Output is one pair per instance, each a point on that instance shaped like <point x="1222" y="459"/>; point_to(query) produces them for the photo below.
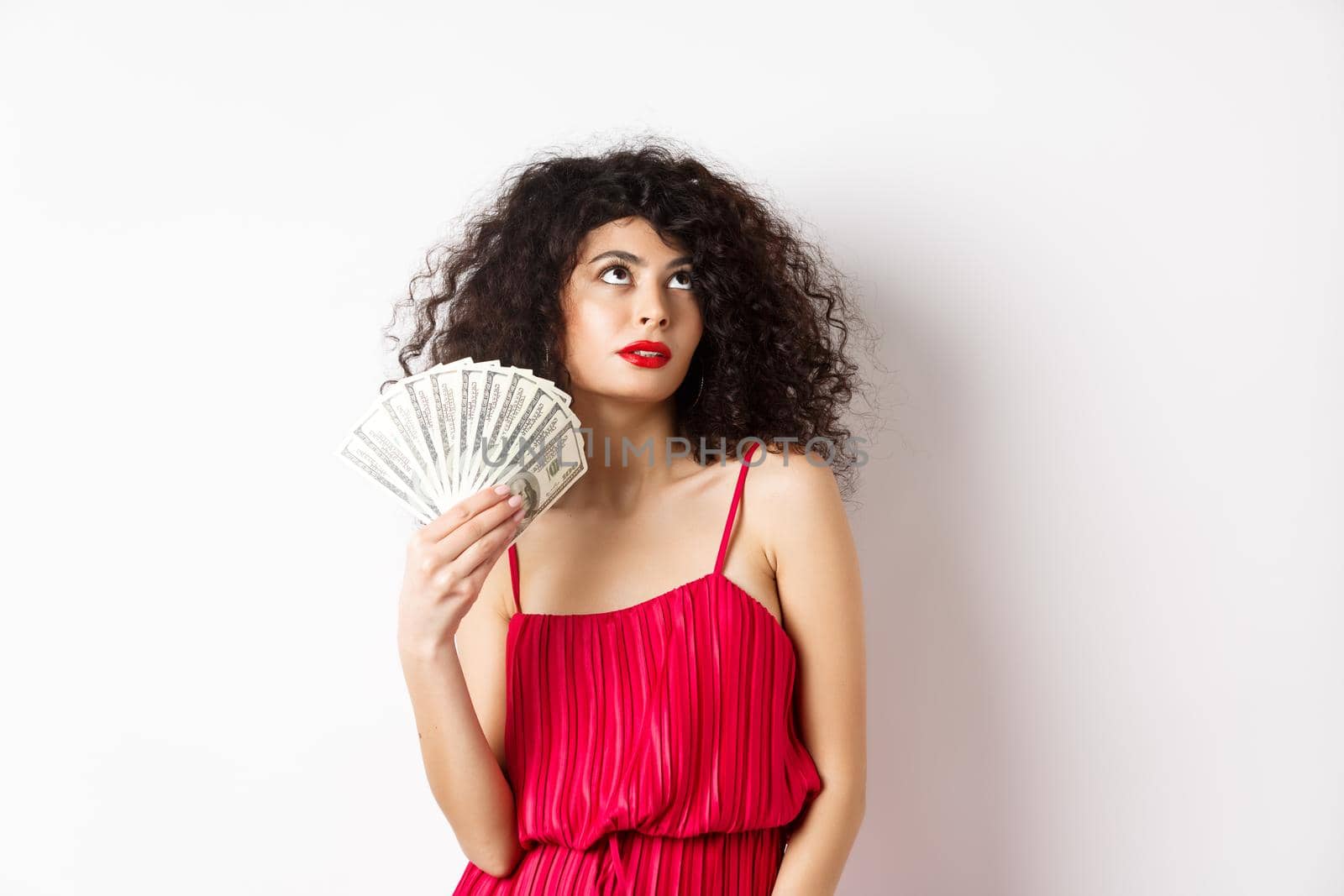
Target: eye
<point x="622" y="268"/>
<point x="685" y="275"/>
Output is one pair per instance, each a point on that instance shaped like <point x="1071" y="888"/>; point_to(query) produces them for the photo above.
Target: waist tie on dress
<point x="625" y="884"/>
<point x="625" y="887"/>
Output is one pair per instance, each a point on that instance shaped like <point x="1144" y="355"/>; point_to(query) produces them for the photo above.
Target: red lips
<point x="663" y="354"/>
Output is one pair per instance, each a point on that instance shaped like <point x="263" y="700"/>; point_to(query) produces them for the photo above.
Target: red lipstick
<point x="655" y="354"/>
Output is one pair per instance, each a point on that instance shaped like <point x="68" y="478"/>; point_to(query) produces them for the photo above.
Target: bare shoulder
<point x="806" y="533"/>
<point x="795" y="486"/>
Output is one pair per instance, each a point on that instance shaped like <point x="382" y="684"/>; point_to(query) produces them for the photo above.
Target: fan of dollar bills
<point x="441" y="436"/>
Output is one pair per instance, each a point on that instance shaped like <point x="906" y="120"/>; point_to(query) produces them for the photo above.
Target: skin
<point x="790" y="548"/>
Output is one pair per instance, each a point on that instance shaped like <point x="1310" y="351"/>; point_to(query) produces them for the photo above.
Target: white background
<point x="1100" y="533"/>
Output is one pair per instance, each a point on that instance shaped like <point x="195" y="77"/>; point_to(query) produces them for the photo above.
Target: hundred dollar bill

┄┄┄┄┄┄┄┄┄┄

- EXERCISE DESCRIPTION:
Output all of the data exactly as it stands, minus any images.

- RIGHT ANSWER:
Output is one pair per instance, each a point on that instance shaped like <point x="1222" y="459"/>; point_to(query) produces them for the photo below.
Target: eye
<point x="622" y="268"/>
<point x="685" y="275"/>
Output is one pair per instance, each a point on that instance shaped like <point x="1071" y="888"/>; point_to(query) produces them for the photo above.
Target: waist tie on dress
<point x="625" y="884"/>
<point x="625" y="887"/>
Output is one pair per instance, each a point on that instance shaped like <point x="1144" y="355"/>; point_to(query) produces them for the photo above.
Target: red lips
<point x="663" y="354"/>
Output is one pair per instance, each a point on that instance shaped like <point x="263" y="700"/>; point_to(query) produces them for the photo above.
Target: red lipstick
<point x="655" y="354"/>
Output is one pair per instance, each a point on that instance shaped like <point x="68" y="478"/>; point_to(query) produces them for the photo above.
Target: bare shoulder
<point x="806" y="533"/>
<point x="795" y="486"/>
Output is one pair per instance, each a point on that instance shaped like <point x="382" y="684"/>; point_to(query) produces them for the photo above.
Target: fan of dollar bills
<point x="441" y="436"/>
Output is one pair per instance, each a point on that instance shaped like <point x="906" y="120"/>; point_to(query) produces them for the photo above.
Target: skin
<point x="790" y="548"/>
Output is one pair per instance, each a point on that instance shaped like <point x="1310" y="351"/>; point_to(query) produces them for the photo above.
Target: white background
<point x="1100" y="533"/>
Output is one pair per instance, each a point on that instance shaped like <point x="195" y="77"/>; point_to(query) produces them for the photo above.
Target: hundred dollar bill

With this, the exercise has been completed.